(Dataset items)
+++
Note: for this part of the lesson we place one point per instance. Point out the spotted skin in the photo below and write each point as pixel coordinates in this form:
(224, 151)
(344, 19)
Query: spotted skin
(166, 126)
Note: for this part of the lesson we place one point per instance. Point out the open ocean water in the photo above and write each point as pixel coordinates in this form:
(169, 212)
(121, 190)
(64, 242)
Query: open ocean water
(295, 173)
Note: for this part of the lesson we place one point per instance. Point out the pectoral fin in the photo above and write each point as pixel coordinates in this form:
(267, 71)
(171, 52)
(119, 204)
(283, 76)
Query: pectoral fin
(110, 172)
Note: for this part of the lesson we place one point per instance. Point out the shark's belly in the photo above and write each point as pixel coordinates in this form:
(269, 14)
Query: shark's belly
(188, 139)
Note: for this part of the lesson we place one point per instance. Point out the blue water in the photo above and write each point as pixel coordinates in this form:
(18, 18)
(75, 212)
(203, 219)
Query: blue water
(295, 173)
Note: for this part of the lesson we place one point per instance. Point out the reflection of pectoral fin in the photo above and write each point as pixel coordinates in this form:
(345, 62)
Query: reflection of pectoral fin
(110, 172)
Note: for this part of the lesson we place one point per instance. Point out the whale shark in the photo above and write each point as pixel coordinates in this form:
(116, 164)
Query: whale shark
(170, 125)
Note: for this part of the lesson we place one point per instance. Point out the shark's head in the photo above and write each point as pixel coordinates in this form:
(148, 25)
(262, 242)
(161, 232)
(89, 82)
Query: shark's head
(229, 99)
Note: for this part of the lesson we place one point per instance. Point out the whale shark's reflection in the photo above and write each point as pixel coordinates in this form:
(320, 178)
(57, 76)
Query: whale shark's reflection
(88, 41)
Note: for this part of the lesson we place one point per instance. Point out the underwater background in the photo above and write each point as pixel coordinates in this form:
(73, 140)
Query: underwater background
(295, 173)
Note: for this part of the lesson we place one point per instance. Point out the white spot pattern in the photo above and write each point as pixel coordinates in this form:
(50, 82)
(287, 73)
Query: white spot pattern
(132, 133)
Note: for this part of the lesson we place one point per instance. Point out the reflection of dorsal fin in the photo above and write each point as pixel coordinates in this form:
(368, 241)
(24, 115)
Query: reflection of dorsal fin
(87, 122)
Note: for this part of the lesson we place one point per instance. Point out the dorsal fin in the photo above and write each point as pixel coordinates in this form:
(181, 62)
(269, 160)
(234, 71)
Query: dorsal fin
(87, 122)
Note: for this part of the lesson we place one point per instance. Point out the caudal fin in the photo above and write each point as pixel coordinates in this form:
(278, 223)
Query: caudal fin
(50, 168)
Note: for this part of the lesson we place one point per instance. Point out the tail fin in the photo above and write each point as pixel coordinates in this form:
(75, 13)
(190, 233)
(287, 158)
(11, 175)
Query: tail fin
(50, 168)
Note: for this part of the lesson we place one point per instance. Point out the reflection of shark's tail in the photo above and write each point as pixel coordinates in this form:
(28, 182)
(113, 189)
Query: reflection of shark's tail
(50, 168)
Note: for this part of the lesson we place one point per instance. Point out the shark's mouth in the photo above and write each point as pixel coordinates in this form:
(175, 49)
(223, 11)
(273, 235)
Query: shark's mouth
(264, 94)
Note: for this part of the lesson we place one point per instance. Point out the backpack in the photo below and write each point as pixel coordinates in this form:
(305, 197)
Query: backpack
+++
In the entries above, find each line with the word "below" and return it.

Note: for this part of the lesson we place one point per instance. Point out the spotted skin in the photo below and write each point as pixel coordinates in this form:
Note: for this part of the lesson we place one point per instance. Point out the backpack in the photo below and write each point as pixel coordinates in this form:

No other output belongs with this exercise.